> Your goal:
Decide whether each statement below agrees with the opinion piece on congressional term limits. Answer yes or no for each, and quote the words from the piece that decide it.
1. The Supreme Court's 1995 ruling on qualifications for members of Congress was decided 5-4.
2. Scott Keadle has pledged to serve no more than two terms.
3. Scott Keadle says he will accept a congressional pension.

The problem in Washington has at least two dimensions. One is the virus of corruption that does not discriminate between parties. The other is the character of the individuals voters send to Washington, too many of whom become corrupt because they stay too long and appear too weak to withstand the pressures of lobbyists, money and the pretense that Washington power is real power.
There is a way to fix this, or at least make it better. But it would require an act of selflessness not usually associated with politics and politicians.
In the 10th district of North Carolina, the Iredell County commissioner is challenging first-term Republican congressman Patrick McHenry in the May 4 primary. Leaving aside whether one term is enough, commissioner Scott Keadle has the right attitude about serving in Congress. He told the Gaston Gazette, "The U.S. Congress is not a career. You can't possibly be a conservative and say your only job is being a legislator." Keadle has signed a pledge to serve no more than three terms. He has also promised not to vote for congressional pay raises (now automatic) and says he will not accept a congressional pension.
In the 1990s, term limits got some traction when voters demanded them for state legislators, governors and mayors. But in 1995, the Supreme Court ruled 5-4 that states could not impose qualifications for prospective members of the U.S. Congress stricter than those specified in the Constitution. The decision invalidated the Congressional term limit provisions of 23 states.
Another way to the same end must be found, even if it means turning out the party in power in every election until one party gets it and starts acting in the public's interest.

> Records provided:

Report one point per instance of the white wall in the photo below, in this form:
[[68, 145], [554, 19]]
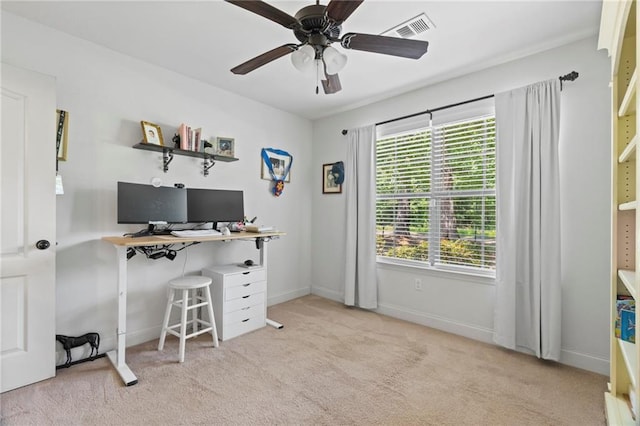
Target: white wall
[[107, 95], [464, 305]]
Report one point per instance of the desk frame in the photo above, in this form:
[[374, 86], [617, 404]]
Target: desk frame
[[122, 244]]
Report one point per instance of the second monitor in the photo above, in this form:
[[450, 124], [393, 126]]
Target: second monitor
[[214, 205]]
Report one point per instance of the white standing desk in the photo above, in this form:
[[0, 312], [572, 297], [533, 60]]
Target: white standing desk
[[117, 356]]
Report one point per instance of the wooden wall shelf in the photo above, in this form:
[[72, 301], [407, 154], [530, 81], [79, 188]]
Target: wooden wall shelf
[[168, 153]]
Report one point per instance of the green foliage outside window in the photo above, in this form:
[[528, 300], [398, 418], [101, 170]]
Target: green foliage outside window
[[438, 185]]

---

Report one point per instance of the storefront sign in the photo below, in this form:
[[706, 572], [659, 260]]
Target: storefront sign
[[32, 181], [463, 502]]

> Answer area:
1. Yes: "in 1995, the Supreme Court ruled 5-4 that states could not impose qualifications for prospective members of the U.S. Congress stricter than those specified in the Constitution."
2. No: "Keadle has signed a pledge to serve no more than three terms."
3. No: "says he will not accept a congressional pension."